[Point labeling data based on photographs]
··········
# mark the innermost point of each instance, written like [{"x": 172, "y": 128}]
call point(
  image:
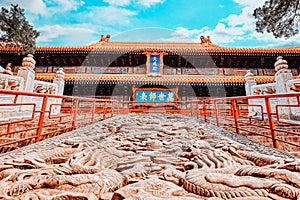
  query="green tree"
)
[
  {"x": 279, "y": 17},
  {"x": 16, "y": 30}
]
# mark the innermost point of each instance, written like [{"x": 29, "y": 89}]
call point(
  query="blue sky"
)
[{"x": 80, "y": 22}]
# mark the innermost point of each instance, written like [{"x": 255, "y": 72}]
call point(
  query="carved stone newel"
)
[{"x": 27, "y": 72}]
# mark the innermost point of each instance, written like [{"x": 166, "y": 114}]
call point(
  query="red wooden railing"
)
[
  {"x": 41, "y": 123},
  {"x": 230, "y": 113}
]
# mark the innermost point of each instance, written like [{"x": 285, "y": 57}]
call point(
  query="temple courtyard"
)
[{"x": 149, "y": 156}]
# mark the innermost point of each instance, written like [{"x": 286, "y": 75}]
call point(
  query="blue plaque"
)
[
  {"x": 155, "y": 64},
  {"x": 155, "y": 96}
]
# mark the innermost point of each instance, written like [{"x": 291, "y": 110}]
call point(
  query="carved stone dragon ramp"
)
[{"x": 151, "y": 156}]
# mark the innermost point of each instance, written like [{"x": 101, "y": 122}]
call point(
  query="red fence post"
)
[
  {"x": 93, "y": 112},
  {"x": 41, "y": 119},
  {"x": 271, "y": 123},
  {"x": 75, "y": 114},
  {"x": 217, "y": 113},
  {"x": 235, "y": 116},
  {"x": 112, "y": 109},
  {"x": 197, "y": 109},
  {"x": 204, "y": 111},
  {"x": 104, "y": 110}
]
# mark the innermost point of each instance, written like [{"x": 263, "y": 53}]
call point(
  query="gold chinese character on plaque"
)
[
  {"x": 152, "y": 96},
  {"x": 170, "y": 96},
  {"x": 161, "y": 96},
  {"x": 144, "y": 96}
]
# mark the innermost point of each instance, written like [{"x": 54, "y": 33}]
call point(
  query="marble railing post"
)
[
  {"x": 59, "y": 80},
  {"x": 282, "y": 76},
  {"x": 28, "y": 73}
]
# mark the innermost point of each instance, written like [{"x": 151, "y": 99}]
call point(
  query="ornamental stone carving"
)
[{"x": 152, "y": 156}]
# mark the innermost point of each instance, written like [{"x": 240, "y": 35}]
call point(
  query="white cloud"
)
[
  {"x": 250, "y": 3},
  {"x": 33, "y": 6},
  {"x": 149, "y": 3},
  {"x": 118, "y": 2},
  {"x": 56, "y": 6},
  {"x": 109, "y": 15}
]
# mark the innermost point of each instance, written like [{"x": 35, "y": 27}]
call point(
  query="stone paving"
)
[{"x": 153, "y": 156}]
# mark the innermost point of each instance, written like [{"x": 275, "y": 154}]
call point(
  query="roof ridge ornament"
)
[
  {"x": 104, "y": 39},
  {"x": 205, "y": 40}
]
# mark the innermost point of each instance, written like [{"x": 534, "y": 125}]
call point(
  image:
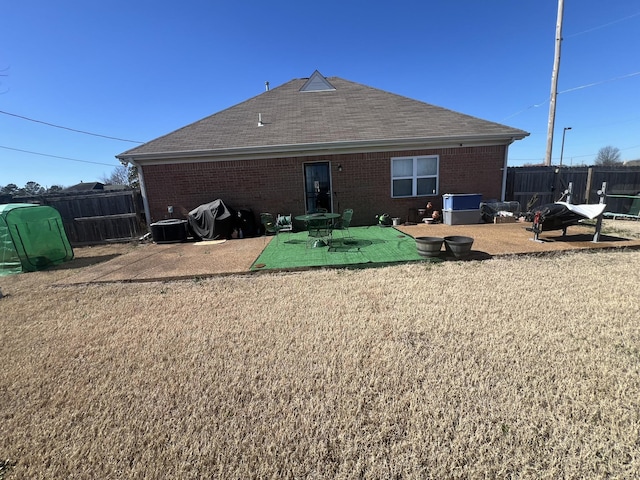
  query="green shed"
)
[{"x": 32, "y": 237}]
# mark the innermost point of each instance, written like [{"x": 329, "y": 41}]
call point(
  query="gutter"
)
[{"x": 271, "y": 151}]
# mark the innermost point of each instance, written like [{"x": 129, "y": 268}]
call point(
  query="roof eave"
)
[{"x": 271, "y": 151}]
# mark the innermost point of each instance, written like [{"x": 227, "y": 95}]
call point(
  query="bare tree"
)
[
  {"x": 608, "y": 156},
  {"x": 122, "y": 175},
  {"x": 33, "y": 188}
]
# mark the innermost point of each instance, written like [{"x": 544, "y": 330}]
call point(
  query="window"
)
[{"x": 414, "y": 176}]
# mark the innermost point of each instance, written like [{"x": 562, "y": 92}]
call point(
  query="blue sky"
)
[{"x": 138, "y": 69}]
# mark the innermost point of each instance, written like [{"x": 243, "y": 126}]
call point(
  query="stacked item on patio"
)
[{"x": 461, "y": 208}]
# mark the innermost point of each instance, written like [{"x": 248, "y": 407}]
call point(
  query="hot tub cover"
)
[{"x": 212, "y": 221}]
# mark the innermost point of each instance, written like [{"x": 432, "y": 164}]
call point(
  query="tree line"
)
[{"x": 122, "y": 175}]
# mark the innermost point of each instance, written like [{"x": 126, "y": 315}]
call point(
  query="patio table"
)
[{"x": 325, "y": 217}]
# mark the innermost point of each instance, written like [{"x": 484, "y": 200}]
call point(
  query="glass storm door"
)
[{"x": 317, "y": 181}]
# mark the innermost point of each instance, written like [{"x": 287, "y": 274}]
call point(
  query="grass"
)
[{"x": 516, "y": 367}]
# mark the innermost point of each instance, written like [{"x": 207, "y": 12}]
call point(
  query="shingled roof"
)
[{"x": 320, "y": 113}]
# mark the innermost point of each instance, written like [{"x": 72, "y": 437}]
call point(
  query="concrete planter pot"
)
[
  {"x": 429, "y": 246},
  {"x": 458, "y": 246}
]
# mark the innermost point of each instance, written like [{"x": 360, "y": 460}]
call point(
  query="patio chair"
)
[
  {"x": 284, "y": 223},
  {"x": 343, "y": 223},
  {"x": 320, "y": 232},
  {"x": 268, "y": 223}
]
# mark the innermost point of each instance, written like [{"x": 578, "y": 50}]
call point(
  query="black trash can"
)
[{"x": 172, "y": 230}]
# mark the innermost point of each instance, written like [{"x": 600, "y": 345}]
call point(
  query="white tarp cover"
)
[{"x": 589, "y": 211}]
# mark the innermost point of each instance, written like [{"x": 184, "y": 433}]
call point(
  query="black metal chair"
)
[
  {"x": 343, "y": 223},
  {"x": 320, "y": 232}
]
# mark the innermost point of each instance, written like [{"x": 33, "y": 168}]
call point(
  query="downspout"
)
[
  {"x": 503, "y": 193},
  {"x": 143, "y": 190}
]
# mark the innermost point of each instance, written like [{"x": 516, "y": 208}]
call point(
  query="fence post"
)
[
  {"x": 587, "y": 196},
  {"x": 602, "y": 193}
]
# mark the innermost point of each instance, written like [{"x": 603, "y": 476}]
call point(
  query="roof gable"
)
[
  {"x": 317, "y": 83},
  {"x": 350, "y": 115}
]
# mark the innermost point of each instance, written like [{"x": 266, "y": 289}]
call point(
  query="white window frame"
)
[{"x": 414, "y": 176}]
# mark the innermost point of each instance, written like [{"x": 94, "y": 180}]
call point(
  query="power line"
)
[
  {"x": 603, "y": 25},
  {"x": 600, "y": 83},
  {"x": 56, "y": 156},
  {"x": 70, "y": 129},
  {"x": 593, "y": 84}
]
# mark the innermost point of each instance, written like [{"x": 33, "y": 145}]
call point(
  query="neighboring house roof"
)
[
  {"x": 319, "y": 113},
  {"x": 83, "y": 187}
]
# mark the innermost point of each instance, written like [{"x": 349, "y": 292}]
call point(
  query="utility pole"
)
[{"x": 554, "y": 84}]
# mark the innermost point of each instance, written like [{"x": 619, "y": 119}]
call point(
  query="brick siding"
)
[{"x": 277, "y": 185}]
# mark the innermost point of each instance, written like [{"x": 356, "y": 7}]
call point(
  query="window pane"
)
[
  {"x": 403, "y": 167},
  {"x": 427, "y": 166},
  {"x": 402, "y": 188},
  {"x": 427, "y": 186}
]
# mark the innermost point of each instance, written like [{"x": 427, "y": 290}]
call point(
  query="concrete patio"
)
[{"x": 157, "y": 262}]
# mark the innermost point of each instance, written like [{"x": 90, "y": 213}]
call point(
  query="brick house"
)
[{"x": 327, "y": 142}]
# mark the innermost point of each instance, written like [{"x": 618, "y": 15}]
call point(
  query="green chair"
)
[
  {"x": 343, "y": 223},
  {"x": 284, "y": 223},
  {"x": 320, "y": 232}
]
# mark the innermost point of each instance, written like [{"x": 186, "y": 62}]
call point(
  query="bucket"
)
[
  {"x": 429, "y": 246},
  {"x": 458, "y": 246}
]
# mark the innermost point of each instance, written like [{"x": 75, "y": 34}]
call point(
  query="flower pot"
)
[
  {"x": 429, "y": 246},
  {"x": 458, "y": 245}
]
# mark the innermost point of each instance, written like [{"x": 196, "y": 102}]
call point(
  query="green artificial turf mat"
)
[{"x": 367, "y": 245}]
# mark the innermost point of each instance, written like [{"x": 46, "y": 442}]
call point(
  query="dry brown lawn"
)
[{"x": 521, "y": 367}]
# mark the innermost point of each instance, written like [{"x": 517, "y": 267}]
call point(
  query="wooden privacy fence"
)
··········
Description of the task:
Count the lines in the listing above that contain the string "green", treating case as significant, and give only the number.

Result for this exercise:
4